Hot girl helps friend with dry erase board - eszosoft
http://multi2d.com/1/post/2013/03/hot-girl-helps-friend-with-dry-erase-board.html
Seriously, she's beautiful, and you should do what she says.
======
shanelja
While this may be a fantastic piece of marketing, your placement could be
really off. HN is going through a transition at the moment, where people are
seeing sexism in everything where a female is present, this is just going to
be viewed as "objectifying" the female role.

There is also the issue with traction - if you do gain significant traction
this could really come back to bite you in the ass, you could have a great
product, etc, but you would risk alienating some of your potential clients if
you get labeled as a "sexist" company, an all too easy tag to throw around
these days.

### WRITTEN INSTRUCTION 1
In the forum thread about the dry erase board post, what label does the commenter say the company risks being given?
### WRITTEN INSTRUCTION 2
Reproduce the forum thread about the dry erase board post, starting at "Hot girl helps" and ending at "the female role.".
### WRITTEN INSTRUCTION 3
Resume the forum thread about the dry erase board post from where it stops.

### DATASET EXCERPTS
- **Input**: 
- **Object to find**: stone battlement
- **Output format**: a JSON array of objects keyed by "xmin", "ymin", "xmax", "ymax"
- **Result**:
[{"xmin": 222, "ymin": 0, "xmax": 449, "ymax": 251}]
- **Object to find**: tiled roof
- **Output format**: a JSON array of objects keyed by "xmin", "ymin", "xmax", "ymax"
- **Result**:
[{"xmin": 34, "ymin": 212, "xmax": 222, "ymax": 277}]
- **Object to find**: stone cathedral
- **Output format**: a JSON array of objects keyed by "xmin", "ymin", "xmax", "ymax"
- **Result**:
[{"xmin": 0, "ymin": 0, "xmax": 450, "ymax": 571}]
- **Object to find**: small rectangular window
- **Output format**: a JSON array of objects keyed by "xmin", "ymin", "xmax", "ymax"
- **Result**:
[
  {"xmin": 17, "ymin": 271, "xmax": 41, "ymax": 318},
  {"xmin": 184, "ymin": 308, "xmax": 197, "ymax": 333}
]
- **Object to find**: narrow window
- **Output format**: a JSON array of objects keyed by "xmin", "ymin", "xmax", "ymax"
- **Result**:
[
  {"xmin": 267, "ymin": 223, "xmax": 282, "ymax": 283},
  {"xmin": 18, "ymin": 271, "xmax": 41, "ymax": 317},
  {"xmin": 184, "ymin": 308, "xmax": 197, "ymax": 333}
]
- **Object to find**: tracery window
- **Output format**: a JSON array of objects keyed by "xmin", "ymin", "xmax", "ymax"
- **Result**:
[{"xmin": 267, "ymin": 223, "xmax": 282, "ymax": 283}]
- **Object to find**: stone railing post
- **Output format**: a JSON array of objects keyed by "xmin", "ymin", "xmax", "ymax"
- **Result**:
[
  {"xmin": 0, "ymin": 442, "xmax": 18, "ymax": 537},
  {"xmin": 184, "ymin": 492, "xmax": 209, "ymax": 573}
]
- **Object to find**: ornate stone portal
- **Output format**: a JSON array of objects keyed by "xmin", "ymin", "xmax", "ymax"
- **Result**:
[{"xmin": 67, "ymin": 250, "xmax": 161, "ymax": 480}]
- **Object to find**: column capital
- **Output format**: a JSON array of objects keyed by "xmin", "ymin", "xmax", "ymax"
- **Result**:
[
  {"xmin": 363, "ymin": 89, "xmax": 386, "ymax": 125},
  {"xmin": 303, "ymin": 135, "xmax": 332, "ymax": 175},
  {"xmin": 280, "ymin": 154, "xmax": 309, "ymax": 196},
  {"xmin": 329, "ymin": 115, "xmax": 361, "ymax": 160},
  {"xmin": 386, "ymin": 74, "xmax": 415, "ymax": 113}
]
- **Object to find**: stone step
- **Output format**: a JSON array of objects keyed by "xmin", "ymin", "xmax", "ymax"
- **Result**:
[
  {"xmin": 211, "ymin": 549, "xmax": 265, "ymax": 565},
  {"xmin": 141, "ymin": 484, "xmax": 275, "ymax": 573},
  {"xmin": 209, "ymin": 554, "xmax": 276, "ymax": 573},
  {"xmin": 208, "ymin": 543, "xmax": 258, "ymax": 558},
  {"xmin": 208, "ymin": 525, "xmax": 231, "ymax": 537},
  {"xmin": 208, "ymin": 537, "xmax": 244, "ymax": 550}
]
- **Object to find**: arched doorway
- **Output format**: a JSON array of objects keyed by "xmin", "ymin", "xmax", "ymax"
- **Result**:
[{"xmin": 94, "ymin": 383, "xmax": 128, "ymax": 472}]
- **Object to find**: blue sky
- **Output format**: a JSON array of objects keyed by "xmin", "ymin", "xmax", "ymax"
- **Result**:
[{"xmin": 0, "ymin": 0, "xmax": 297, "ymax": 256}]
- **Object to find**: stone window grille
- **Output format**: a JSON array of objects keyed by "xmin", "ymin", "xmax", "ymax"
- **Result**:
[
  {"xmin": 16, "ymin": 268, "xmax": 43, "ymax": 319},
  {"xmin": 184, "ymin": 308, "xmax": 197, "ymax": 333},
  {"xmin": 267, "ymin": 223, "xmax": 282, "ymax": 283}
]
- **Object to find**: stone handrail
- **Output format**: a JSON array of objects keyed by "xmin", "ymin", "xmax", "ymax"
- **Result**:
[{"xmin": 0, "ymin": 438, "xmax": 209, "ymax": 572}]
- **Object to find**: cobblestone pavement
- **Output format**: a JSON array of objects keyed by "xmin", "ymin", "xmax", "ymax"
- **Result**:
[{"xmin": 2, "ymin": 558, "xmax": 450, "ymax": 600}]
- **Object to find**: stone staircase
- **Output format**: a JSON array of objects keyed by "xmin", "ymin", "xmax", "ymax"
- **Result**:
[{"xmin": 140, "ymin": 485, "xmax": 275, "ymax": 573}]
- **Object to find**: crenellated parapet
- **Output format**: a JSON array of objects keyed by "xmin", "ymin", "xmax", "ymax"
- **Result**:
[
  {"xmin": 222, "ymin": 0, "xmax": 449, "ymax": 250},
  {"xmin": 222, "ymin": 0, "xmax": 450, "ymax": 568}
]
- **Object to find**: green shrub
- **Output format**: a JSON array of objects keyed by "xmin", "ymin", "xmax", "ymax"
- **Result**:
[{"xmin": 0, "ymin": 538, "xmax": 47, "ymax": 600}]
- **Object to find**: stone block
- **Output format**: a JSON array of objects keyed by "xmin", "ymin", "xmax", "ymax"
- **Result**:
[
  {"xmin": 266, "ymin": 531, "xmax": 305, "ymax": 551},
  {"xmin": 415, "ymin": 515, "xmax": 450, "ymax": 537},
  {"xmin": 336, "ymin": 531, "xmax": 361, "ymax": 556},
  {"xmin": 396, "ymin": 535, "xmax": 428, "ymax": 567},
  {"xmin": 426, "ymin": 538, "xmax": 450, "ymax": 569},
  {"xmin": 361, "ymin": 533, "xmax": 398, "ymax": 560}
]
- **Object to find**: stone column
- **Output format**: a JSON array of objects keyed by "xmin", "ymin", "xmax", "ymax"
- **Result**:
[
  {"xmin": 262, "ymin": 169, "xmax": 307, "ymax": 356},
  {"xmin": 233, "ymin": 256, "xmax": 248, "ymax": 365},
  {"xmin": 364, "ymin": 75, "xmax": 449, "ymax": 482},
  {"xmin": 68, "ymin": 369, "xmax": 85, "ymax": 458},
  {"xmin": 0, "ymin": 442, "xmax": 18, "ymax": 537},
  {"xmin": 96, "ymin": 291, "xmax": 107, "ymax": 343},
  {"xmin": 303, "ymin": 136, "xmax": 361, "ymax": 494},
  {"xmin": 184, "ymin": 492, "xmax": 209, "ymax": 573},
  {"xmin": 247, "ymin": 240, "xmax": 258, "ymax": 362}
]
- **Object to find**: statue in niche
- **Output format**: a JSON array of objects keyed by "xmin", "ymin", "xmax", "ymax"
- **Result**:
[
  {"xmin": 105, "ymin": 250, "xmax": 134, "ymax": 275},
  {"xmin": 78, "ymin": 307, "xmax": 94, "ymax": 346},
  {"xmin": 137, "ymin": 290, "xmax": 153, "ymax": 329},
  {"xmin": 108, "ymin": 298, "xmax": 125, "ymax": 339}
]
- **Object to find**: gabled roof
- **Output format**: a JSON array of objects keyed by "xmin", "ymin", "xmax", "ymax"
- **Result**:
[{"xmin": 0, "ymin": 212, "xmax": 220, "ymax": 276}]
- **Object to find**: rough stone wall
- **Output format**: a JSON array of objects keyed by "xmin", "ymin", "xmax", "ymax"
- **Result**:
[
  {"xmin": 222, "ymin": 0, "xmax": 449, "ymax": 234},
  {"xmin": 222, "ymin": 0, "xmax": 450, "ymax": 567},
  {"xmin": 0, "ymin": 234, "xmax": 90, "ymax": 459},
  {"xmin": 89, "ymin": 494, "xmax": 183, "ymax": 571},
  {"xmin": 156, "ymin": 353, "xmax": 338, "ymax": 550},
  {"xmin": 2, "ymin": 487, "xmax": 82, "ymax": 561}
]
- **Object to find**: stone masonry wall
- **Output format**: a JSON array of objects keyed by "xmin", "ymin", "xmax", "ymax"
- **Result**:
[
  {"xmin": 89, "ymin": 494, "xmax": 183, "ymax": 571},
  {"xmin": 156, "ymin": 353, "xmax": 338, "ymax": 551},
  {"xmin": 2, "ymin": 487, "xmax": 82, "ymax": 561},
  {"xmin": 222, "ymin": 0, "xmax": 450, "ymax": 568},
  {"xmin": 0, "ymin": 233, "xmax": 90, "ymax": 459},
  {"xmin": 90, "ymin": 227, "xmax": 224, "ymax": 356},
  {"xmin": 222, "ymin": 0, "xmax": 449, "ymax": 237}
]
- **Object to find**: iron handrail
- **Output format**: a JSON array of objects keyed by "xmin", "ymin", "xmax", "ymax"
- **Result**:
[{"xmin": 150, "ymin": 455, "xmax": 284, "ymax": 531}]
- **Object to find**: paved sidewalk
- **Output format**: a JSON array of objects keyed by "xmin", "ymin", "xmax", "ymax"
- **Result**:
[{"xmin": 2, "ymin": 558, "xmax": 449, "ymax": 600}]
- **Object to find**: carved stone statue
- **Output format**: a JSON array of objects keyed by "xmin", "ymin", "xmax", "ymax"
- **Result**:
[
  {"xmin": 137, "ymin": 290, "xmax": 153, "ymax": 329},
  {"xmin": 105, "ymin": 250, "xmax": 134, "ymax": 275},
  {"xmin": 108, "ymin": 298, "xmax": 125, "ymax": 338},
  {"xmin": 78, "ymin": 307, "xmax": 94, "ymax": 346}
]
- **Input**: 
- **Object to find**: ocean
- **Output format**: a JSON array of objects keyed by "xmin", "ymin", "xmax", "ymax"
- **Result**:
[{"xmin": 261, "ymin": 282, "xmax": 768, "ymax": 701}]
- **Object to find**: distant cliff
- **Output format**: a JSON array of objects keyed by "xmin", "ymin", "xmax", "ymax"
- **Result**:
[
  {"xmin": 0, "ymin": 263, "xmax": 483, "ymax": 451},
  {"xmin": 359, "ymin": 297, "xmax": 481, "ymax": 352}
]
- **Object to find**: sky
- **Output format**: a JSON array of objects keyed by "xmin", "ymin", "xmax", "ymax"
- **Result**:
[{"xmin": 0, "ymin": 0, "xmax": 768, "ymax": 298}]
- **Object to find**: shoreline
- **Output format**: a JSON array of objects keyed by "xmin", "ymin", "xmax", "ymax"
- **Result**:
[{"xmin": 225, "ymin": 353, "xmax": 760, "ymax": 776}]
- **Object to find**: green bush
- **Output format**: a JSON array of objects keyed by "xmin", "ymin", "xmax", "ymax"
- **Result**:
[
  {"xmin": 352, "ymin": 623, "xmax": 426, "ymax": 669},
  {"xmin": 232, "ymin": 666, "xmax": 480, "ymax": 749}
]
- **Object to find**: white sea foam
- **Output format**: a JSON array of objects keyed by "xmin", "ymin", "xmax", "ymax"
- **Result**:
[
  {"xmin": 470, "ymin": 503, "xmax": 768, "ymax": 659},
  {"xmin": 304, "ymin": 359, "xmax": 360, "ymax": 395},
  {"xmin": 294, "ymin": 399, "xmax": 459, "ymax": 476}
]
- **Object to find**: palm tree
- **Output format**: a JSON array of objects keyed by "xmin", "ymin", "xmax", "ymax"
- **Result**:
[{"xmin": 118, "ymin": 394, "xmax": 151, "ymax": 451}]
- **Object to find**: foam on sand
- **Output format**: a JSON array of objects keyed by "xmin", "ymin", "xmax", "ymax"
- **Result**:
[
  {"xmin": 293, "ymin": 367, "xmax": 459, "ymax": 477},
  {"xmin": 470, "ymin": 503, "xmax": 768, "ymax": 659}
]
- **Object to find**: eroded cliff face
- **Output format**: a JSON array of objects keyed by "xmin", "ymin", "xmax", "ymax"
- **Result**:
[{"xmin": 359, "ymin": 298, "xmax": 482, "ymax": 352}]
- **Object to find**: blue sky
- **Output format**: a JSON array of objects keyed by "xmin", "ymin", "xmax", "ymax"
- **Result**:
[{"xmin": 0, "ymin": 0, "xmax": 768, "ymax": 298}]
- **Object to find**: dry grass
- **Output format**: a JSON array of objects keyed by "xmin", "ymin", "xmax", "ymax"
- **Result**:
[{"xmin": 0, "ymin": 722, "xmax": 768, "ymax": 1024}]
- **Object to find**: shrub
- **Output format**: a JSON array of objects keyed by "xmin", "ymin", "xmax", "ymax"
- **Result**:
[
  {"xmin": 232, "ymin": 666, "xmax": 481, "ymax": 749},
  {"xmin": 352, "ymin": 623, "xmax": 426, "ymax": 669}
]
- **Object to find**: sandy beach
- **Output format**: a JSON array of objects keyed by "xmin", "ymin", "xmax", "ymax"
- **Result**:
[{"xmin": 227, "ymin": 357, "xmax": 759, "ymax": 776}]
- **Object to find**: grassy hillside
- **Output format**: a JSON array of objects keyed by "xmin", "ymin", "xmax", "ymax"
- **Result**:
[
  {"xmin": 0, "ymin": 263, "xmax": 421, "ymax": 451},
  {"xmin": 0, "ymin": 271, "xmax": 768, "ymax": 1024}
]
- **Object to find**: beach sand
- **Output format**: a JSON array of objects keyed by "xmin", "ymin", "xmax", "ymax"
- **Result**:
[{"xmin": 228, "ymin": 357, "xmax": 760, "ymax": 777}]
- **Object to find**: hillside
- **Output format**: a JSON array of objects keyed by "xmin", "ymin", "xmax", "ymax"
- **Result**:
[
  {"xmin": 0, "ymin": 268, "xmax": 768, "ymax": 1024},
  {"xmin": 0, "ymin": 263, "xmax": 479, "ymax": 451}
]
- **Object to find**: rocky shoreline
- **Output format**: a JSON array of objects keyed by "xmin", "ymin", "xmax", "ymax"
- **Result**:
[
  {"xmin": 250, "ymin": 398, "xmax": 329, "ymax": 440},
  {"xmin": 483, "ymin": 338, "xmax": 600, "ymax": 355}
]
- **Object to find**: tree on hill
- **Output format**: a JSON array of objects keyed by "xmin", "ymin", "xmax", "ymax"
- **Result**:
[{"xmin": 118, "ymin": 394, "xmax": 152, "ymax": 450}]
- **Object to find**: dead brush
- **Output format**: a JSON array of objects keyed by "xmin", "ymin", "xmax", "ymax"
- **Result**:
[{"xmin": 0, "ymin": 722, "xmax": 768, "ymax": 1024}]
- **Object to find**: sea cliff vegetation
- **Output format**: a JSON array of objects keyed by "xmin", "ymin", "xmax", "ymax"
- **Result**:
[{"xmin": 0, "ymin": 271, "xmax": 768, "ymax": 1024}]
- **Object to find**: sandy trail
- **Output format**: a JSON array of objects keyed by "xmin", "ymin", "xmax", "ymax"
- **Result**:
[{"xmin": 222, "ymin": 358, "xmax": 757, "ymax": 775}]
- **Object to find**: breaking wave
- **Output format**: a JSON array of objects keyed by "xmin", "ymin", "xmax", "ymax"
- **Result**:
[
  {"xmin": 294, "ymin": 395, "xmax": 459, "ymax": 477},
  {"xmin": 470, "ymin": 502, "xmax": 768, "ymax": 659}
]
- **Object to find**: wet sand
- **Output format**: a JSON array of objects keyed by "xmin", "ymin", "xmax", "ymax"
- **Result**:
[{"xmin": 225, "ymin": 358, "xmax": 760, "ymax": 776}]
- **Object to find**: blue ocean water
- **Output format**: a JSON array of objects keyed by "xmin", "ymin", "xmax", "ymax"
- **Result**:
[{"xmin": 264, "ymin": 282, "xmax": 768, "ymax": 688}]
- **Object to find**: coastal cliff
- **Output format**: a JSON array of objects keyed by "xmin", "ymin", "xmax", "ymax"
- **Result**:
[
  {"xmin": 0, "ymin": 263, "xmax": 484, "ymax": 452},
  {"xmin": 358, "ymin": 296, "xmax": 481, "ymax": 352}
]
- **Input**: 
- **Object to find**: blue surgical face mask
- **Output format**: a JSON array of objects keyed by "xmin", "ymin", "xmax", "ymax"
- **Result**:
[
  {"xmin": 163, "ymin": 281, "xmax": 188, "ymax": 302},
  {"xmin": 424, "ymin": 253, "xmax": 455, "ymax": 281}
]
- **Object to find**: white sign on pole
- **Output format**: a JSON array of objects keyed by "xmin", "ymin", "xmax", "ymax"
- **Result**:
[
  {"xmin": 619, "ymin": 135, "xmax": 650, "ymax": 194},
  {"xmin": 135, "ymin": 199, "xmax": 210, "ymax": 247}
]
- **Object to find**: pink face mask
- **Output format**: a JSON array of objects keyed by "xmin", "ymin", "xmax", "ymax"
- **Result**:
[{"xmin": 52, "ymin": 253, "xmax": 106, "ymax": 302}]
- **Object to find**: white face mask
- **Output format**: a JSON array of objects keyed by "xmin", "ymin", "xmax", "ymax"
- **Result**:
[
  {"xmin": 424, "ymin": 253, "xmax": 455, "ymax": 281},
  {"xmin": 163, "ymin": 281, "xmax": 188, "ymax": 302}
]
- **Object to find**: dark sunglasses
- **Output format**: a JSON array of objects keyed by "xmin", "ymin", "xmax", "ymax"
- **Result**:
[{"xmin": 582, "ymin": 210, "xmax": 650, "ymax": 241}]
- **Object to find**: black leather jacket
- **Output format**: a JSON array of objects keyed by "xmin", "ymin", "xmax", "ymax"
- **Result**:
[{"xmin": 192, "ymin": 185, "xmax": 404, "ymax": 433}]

### EXERCISE OUTPUT 1
A "sexist" company.

### EXERCISE OUTPUT 2
Hot girl helps friend with dry erase board - eszosoft
http://multi2d.com/1/post/2013/03/hot-girl-helps-friend-with-dry-erase-board.html
Seriously, she's beautiful, and you should do what she says.
======
shanelja
While this may be a fantastic piece of marketing, your placement could be
really off. HN is going through a transition at the moment, where people are
seeing sexism in everything where a female is present, this is just going to
be viewed as "objectifying" the female role.

### EXERCISE OUTPUT 3
That aside, I checked out your website and this seems to be the only thing
you've done - I couldn't find a single production, so there are no past
products, nothing shipped, not even some nice diagrams or examples.

I genuinely wish good luck to you and I hope you get some funding, but when
all you have is an attractive woman (and admittedly, that's what brought me
here) I think you will find it hard to convince an investor.

EDIT: I went back and had another look, and there are some examples in the
Categories sidebar.

------
ramigb
"Inspiring"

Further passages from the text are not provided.